* [PROBLEM DETAILS]: Look through the data below and, wherever a line carries the word "query", please copy that line.

********************

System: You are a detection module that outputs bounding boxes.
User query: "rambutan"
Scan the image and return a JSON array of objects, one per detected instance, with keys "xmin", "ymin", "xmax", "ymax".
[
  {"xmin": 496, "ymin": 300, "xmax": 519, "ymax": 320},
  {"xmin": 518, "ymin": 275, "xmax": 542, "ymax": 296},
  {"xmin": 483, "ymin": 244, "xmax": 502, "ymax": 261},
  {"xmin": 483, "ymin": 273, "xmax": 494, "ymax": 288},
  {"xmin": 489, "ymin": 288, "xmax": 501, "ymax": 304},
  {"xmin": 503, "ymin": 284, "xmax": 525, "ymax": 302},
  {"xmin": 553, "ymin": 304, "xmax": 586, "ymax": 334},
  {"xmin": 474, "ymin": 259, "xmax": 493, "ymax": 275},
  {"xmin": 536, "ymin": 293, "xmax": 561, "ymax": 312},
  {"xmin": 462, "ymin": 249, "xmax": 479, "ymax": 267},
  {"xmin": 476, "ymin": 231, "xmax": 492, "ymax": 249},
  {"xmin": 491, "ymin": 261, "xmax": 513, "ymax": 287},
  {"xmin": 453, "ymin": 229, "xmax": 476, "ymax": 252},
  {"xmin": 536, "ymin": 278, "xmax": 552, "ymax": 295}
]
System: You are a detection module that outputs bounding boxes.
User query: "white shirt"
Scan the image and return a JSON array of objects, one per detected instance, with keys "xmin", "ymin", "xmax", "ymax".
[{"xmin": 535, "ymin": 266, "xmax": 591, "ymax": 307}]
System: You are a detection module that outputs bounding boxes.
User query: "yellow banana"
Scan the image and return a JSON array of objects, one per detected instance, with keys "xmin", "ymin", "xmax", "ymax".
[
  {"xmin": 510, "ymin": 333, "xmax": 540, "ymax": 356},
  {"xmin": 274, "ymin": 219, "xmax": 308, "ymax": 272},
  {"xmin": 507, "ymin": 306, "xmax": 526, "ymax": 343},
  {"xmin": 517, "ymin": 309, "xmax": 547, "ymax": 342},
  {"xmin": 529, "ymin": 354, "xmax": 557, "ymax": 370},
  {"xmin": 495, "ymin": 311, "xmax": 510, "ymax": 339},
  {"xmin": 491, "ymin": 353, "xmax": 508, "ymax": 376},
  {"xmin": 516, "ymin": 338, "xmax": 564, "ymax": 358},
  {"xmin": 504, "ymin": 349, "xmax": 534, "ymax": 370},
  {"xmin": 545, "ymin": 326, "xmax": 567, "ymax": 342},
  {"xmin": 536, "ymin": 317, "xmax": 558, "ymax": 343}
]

********************

* [OUTPUT]:
User query: "rambutan"
User query: "white shirt"
User query: "yellow banana"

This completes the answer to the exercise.